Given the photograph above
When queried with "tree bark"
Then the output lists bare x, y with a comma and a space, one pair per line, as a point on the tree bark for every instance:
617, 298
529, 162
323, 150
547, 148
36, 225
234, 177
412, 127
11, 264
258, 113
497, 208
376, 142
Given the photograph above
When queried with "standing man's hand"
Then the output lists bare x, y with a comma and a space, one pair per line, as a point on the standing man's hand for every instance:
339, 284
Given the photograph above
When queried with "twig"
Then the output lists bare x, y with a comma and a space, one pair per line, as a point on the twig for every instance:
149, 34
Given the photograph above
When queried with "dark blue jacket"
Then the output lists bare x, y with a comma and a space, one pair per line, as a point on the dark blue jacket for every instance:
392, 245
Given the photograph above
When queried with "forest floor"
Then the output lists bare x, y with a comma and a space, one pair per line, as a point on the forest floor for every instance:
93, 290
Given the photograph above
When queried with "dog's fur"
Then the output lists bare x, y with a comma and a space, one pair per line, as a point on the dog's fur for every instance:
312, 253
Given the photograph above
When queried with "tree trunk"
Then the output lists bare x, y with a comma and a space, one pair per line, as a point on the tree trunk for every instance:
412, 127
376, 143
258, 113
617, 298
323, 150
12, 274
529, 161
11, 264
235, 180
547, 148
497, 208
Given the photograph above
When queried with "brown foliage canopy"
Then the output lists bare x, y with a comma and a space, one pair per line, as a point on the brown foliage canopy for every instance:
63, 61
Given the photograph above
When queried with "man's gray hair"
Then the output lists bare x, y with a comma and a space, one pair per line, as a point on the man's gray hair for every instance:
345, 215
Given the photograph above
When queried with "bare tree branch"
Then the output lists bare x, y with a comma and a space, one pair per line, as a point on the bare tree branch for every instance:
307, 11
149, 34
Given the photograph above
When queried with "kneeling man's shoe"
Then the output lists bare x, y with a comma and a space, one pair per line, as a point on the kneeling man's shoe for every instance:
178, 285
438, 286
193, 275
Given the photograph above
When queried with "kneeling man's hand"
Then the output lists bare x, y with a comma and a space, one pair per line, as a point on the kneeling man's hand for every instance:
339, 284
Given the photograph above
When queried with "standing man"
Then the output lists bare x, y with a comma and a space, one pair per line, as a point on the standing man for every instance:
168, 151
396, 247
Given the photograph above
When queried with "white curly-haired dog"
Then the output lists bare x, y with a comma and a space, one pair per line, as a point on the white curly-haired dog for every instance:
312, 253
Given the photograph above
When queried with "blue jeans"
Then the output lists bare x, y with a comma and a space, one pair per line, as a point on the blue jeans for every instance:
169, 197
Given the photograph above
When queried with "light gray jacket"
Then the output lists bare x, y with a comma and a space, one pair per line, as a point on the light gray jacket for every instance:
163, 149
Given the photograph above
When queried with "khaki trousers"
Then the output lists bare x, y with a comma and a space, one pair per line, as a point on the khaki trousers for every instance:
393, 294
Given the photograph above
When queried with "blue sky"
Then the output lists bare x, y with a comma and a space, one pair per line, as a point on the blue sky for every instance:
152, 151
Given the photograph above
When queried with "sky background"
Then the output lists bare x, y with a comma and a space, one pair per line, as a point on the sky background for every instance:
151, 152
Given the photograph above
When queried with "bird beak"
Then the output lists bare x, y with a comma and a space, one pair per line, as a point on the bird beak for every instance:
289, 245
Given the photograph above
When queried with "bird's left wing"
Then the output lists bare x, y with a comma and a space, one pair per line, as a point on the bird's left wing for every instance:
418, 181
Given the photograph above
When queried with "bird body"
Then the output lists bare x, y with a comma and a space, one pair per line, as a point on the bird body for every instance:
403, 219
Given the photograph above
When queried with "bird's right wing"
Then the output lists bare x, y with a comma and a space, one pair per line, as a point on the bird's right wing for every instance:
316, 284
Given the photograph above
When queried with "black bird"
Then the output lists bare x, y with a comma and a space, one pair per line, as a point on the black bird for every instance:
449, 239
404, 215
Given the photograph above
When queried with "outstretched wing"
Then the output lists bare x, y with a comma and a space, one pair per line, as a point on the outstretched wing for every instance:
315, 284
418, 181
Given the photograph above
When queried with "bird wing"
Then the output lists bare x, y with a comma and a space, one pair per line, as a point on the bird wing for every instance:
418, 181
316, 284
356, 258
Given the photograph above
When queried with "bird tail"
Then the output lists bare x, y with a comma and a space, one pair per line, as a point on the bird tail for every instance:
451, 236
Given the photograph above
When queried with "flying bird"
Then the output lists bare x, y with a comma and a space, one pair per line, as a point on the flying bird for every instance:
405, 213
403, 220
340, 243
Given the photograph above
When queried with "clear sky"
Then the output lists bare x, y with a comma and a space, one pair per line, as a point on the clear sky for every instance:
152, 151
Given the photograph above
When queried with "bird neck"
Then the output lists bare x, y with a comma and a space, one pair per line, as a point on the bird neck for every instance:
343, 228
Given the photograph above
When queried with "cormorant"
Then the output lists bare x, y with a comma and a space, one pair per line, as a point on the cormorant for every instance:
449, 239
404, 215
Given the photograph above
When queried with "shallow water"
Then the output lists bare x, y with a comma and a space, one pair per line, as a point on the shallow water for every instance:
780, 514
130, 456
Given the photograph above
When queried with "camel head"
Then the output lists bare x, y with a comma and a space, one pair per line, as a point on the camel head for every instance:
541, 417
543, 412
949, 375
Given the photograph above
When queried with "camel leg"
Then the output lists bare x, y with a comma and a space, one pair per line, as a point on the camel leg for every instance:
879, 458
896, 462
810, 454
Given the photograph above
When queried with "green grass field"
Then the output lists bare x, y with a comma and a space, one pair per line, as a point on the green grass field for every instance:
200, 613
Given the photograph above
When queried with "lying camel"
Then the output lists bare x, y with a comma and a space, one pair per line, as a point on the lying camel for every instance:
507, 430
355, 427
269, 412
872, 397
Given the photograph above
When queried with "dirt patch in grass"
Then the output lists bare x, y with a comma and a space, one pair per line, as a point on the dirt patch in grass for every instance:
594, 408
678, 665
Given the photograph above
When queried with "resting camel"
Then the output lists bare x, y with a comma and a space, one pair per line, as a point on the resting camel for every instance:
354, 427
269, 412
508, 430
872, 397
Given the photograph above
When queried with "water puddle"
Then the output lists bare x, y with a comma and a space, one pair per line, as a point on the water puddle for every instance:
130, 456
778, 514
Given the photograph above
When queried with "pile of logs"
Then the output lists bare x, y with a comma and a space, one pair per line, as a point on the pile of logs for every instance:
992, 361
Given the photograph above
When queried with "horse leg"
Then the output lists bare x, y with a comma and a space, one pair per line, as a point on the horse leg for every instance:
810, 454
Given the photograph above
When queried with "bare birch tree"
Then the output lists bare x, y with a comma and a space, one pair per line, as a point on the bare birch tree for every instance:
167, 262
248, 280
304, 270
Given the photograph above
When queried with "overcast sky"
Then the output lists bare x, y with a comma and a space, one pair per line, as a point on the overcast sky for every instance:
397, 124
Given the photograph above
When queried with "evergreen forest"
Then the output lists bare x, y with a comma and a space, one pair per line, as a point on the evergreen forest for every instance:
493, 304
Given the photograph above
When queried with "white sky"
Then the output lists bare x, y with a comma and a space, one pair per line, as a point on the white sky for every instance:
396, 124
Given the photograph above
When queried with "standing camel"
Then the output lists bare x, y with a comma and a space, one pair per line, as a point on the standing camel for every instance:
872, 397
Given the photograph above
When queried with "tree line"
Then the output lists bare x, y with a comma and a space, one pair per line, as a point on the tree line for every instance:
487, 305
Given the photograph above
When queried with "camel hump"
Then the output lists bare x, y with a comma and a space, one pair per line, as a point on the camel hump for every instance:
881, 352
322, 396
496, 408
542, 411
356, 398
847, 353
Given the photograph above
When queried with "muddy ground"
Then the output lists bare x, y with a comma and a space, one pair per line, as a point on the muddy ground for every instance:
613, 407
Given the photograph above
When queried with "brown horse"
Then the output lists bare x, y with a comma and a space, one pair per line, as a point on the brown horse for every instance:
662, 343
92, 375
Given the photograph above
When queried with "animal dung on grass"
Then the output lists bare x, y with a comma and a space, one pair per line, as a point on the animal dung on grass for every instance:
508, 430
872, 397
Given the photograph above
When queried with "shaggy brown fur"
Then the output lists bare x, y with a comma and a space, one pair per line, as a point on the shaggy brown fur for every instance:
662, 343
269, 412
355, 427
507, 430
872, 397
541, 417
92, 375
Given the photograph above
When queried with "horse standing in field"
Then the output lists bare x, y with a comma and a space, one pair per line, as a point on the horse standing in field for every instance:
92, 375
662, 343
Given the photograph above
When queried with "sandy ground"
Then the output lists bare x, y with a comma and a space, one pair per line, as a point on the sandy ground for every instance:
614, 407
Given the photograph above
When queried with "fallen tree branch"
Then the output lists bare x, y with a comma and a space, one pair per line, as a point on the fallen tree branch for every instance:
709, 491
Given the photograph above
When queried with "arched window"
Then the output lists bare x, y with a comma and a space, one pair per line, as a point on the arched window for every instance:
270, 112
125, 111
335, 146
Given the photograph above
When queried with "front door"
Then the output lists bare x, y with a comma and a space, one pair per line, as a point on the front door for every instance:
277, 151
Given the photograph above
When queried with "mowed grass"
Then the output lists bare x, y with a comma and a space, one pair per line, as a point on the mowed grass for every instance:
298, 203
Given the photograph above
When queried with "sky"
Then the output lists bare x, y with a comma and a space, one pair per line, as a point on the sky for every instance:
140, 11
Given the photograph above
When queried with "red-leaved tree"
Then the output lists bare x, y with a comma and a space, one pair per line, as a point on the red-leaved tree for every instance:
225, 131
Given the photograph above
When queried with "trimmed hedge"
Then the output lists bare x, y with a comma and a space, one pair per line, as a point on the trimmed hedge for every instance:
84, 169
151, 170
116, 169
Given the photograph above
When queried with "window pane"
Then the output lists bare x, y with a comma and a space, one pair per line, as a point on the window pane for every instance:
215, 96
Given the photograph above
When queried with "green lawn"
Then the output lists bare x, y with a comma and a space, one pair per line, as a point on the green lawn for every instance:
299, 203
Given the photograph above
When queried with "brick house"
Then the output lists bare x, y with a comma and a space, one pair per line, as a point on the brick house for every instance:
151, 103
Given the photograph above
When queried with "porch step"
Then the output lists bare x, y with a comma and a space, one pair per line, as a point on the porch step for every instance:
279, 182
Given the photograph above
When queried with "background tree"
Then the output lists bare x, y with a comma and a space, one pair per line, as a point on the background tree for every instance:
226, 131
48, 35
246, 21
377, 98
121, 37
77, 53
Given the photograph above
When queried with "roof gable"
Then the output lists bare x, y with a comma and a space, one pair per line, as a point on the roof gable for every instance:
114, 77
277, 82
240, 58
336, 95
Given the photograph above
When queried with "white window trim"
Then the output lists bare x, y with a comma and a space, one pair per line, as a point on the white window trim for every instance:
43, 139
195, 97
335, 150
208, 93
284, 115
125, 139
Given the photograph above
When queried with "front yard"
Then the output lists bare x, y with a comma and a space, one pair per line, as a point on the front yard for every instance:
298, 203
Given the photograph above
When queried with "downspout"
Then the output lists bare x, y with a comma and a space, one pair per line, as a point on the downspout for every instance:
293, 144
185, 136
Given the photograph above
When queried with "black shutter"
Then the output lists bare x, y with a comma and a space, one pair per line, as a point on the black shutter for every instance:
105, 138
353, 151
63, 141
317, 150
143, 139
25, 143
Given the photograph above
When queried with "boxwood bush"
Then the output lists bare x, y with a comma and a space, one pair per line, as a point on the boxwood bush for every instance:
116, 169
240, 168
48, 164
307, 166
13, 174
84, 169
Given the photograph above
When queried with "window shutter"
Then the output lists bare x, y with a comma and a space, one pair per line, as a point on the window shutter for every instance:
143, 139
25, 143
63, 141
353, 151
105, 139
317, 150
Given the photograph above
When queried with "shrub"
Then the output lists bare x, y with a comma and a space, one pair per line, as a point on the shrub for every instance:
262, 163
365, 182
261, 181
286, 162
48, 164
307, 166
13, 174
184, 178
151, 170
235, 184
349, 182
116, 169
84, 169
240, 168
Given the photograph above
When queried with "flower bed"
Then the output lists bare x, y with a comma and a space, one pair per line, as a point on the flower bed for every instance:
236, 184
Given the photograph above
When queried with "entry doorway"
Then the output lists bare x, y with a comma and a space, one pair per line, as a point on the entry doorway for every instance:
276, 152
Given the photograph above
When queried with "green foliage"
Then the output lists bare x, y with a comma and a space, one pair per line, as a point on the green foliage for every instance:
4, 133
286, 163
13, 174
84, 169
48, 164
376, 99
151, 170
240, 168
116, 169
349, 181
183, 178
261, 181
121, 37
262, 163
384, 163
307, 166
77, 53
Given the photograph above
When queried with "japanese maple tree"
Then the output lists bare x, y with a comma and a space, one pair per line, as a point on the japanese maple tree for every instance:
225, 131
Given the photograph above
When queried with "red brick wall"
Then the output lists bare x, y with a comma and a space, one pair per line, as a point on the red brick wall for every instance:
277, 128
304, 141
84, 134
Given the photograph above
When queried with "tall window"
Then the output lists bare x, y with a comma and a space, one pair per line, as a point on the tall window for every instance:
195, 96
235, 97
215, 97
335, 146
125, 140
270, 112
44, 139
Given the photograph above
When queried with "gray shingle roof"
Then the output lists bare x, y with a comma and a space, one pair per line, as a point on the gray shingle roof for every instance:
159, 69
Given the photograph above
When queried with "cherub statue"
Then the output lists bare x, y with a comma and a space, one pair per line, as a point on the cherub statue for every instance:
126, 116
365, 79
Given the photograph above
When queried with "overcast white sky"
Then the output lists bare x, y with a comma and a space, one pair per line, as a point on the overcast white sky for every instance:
····················
■ **AIM OF THE EXERCISE**
Please find every line in the records above that contains the word "trousers" and copy each one.

■ **EXERCISE OUTPUT**
When queried with "khaki trousers"
Then the output lists bare x, y with a comma and a space, one pair per line, as a point on the khaki trousers for every instance:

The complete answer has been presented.